Requirements: Count the lines of the records below that contain the string "background", with uppercase and lowercase letters treated as different. Give only the number.

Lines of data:
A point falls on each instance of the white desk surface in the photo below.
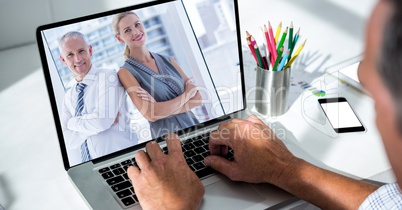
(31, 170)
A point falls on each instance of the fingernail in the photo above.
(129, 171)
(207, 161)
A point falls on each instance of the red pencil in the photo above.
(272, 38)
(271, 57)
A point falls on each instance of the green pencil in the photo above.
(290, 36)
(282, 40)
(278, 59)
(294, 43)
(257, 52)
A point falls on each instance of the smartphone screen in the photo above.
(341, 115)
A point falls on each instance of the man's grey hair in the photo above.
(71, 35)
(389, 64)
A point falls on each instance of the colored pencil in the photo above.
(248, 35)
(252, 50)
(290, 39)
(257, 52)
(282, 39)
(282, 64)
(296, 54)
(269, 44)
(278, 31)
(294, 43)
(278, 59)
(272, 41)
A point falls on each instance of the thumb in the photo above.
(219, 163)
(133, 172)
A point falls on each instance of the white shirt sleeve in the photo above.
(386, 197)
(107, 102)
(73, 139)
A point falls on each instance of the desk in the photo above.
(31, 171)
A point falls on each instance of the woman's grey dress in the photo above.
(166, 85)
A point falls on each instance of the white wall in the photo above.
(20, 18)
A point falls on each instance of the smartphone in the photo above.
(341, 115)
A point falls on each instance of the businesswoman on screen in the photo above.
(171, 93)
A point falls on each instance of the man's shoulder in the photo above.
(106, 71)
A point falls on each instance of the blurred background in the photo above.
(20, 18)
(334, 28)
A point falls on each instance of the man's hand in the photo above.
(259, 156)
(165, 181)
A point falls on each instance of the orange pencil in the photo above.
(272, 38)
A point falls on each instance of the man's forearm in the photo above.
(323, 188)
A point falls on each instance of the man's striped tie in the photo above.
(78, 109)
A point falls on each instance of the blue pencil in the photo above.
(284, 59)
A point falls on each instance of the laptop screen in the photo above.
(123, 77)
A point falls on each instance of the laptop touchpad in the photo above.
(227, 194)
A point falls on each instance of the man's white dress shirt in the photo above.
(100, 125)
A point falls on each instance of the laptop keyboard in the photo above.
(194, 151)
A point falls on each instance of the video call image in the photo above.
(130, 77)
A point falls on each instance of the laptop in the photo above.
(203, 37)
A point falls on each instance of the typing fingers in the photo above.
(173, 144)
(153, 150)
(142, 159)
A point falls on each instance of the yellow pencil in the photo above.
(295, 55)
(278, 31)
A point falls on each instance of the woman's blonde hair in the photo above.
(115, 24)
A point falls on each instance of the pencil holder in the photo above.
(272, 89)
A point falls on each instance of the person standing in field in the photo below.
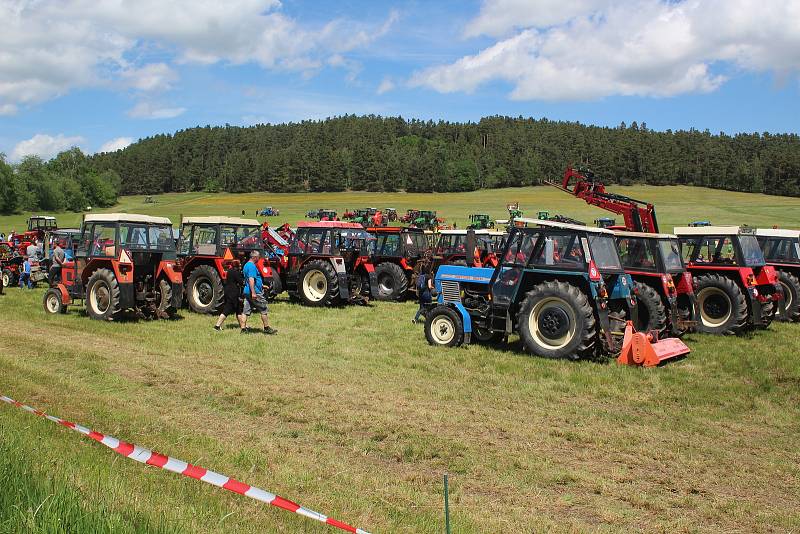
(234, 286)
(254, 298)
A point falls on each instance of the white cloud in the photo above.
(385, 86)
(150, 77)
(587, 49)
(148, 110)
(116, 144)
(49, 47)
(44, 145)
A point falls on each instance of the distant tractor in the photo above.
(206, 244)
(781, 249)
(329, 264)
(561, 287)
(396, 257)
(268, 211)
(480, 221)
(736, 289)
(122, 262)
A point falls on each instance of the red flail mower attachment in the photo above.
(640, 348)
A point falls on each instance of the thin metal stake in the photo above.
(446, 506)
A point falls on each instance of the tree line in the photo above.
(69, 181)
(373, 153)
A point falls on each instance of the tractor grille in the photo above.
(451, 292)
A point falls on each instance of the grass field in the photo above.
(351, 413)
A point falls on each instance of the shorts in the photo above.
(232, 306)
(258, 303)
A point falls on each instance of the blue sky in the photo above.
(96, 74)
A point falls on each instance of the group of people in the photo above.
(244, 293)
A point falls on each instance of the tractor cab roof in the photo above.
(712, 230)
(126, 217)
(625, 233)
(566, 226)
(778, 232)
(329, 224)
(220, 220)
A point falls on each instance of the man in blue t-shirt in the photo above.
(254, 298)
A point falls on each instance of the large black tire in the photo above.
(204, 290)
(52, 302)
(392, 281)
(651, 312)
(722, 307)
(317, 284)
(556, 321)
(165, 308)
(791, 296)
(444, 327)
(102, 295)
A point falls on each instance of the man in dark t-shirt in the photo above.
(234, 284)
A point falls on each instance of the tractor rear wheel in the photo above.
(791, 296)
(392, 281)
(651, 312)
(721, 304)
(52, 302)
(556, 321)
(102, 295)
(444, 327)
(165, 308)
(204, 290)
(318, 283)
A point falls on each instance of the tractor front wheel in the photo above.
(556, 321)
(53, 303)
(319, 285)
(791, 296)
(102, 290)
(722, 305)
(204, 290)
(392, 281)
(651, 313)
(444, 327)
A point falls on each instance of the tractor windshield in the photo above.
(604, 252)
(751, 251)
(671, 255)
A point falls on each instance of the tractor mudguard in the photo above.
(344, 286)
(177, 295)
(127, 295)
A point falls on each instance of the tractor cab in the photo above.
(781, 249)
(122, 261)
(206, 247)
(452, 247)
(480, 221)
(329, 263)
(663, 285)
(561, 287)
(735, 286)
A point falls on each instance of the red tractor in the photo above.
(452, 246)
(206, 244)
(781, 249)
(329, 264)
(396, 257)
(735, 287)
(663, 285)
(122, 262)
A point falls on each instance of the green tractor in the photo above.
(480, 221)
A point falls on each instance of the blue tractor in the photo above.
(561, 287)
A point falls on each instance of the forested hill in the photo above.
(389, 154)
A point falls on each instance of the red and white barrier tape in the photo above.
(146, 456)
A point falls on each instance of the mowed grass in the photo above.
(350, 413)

---

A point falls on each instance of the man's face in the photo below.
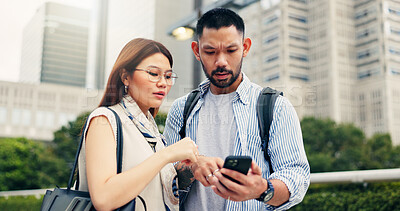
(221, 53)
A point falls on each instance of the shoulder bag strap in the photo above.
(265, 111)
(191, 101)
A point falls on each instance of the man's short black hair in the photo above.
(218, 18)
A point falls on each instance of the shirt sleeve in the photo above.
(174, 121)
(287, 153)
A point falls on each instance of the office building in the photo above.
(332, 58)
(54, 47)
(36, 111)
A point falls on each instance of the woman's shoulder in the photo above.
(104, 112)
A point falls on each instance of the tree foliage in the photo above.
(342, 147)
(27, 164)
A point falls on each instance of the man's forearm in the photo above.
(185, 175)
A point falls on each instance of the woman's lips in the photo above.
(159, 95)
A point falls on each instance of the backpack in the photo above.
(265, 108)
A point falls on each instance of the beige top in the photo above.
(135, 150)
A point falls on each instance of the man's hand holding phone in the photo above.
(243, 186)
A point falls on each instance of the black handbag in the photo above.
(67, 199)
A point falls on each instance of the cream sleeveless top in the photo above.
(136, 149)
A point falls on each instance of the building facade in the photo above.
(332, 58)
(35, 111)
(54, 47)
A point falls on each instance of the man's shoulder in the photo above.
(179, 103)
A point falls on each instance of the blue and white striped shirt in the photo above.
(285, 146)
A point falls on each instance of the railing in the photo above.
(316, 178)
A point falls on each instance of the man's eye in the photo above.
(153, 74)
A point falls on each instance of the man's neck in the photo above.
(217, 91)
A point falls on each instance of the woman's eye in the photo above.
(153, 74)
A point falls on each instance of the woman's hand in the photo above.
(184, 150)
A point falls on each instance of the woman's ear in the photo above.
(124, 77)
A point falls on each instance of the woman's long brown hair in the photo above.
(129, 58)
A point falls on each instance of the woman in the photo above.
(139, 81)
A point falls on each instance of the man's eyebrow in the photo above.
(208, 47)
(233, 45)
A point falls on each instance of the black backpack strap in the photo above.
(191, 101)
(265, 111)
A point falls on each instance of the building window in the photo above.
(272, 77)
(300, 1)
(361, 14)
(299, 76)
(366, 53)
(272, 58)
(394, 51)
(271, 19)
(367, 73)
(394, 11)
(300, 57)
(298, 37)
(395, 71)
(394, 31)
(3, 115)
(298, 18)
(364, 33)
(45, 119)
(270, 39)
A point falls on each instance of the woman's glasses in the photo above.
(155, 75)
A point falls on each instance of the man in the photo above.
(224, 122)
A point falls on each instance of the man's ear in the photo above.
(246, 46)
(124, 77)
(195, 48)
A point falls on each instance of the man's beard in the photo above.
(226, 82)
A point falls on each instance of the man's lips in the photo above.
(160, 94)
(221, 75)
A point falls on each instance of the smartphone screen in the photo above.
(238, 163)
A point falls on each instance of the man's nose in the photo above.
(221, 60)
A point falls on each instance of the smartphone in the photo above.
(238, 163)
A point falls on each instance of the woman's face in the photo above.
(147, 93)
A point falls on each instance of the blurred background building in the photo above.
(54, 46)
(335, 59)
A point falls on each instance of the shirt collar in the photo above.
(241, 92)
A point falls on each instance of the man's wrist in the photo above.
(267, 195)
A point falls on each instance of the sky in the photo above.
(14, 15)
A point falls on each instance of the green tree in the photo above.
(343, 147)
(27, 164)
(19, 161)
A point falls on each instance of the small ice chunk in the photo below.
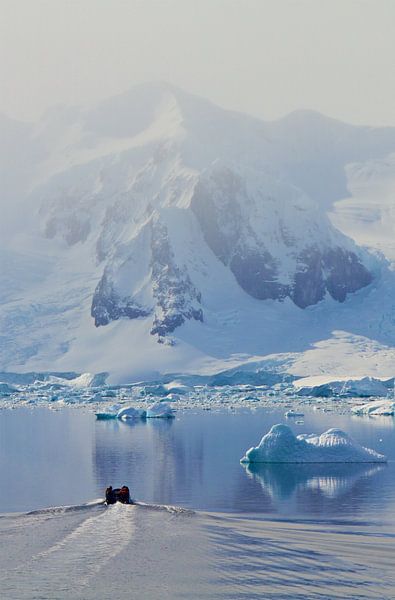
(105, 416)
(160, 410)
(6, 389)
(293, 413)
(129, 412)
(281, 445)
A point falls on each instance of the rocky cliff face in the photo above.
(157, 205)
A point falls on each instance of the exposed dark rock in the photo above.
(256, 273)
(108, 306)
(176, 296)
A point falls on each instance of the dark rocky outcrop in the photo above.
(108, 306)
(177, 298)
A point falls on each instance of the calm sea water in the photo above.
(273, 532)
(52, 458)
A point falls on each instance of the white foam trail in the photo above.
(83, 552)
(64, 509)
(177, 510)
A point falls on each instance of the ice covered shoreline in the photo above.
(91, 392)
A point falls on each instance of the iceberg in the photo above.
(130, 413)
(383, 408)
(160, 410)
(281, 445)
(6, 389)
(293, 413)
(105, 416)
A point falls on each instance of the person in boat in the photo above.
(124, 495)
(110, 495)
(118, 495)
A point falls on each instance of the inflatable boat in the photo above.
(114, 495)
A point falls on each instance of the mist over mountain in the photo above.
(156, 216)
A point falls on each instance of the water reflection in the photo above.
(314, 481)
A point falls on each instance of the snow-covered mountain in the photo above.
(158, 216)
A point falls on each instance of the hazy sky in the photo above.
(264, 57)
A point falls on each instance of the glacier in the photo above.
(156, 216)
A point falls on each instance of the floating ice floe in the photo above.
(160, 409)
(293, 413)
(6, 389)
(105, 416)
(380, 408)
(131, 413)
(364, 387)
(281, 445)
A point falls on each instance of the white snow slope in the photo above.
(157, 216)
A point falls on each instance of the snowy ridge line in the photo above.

==

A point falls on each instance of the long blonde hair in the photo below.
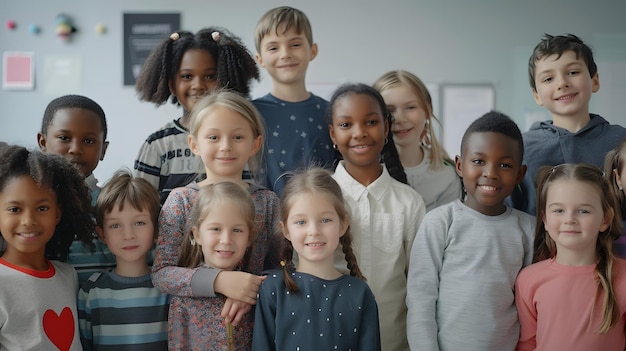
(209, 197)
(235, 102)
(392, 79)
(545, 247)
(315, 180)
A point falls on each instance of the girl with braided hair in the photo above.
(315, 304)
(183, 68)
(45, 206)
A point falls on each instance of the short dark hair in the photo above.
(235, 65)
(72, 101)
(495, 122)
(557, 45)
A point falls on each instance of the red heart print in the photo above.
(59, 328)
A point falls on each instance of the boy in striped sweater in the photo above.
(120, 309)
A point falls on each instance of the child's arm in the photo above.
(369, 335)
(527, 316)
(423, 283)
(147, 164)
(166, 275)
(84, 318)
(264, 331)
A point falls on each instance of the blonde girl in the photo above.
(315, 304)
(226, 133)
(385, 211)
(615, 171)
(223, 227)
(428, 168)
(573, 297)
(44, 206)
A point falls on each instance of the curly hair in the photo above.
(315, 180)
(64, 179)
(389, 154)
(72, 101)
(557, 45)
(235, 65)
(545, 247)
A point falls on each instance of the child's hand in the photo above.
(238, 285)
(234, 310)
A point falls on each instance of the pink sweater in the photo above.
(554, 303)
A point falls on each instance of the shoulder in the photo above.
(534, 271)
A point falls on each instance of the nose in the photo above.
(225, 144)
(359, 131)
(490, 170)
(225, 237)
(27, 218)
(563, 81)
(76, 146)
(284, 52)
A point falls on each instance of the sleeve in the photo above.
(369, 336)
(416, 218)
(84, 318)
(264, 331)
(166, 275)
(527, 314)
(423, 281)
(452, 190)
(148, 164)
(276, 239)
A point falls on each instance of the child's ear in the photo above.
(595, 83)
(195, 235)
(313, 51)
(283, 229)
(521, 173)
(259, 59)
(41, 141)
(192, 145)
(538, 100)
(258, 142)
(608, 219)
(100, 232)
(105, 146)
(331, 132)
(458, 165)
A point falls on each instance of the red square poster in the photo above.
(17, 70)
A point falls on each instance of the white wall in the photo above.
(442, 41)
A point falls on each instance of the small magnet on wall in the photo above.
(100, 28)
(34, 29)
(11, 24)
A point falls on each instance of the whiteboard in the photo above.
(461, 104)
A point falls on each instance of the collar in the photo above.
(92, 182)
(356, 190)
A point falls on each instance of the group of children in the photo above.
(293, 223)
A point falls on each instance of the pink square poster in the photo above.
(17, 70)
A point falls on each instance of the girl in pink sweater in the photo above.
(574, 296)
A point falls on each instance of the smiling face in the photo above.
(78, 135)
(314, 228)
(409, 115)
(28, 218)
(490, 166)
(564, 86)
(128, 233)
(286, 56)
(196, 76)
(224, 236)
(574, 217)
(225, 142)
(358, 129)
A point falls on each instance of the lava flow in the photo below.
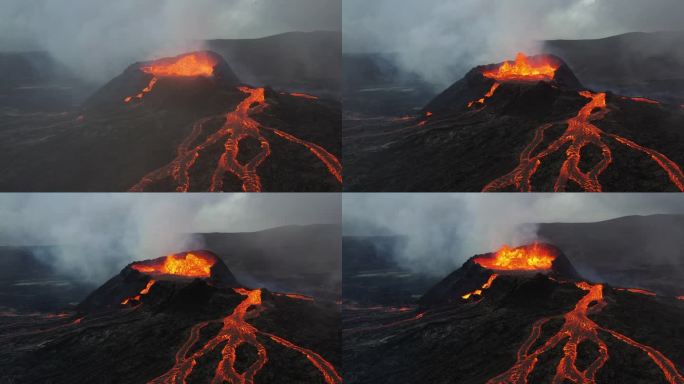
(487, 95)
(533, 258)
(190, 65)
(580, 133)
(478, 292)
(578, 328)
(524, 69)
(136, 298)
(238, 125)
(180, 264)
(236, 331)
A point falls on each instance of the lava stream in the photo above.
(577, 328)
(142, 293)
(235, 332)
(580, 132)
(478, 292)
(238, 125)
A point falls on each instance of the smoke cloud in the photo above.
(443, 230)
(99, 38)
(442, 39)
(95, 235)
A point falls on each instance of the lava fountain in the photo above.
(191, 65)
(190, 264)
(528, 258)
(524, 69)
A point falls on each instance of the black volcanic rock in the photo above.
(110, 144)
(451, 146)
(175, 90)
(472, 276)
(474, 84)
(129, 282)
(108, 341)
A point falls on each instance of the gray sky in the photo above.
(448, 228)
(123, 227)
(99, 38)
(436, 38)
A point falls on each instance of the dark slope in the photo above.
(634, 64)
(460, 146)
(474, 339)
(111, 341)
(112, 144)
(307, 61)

Solved exercise: 2